-- GOAL --
Copy out the stretch of the records below from the line containing "such as [356,71]." through the end of the records, including both ends.

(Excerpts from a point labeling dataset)
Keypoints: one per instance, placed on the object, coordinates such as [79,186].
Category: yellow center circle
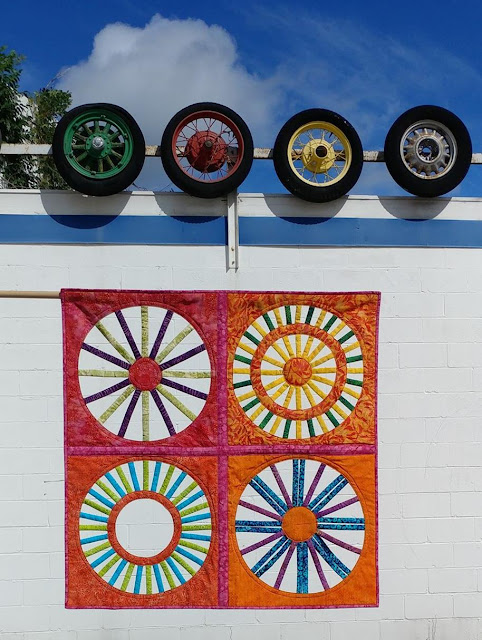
[299,524]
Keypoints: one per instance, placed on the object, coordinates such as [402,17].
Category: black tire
[437,167]
[100,186]
[311,189]
[219,179]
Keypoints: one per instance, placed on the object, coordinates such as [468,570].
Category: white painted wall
[430,438]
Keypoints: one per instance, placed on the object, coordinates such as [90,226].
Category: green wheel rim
[98,144]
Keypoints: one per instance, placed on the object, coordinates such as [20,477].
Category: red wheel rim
[214,161]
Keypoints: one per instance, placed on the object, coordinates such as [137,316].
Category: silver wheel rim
[428,149]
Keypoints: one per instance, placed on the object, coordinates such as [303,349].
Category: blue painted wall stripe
[263,231]
[359,232]
[121,229]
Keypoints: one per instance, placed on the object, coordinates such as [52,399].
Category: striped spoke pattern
[144,373]
[189,550]
[287,389]
[300,526]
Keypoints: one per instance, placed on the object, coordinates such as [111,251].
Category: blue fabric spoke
[302,568]
[178,574]
[117,573]
[330,558]
[157,573]
[155,478]
[137,585]
[172,490]
[269,558]
[93,539]
[269,496]
[135,481]
[115,484]
[100,498]
[100,560]
[189,555]
[188,501]
[90,516]
[203,516]
[327,494]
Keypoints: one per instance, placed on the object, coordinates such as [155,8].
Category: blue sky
[368,61]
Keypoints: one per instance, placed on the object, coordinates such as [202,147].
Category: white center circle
[144,527]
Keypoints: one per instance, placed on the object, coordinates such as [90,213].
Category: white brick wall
[430,439]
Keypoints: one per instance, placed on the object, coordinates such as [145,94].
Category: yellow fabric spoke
[340,411]
[335,332]
[327,381]
[351,347]
[172,373]
[246,396]
[317,390]
[276,424]
[177,403]
[280,351]
[322,360]
[260,329]
[99,373]
[116,404]
[275,383]
[145,415]
[309,395]
[321,317]
[298,398]
[323,426]
[144,331]
[281,390]
[117,346]
[276,363]
[307,348]
[245,347]
[289,395]
[298,429]
[174,342]
[351,393]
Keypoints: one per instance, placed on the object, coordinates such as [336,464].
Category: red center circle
[297,371]
[145,374]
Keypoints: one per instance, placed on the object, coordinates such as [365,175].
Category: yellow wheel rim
[319,153]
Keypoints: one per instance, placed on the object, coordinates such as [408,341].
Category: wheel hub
[206,151]
[318,156]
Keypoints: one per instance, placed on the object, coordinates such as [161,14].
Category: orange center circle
[145,374]
[299,524]
[297,371]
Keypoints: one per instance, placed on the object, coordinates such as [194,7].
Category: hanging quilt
[249,420]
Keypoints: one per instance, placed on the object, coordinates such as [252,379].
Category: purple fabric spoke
[184,389]
[261,543]
[128,334]
[281,486]
[163,411]
[264,512]
[284,566]
[184,356]
[105,356]
[161,334]
[317,563]
[128,413]
[314,484]
[346,503]
[107,392]
[340,543]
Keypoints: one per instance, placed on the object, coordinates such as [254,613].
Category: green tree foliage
[28,119]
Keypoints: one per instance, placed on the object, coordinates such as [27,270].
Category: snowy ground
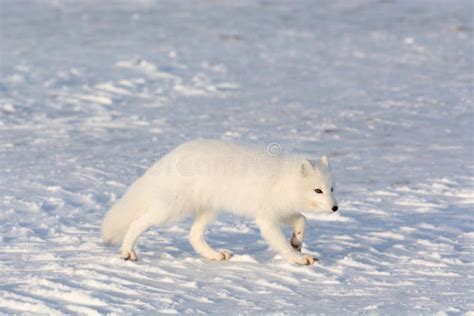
[91,93]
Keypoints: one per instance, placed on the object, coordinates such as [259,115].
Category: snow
[92,93]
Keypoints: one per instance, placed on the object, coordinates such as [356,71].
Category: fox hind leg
[196,238]
[298,223]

-- SOLUTION TO THIS EXERCISE --
Keypoints: one per instance, placed on the object, coordinates such as [356,71].
Category: fox hind leg
[196,238]
[298,223]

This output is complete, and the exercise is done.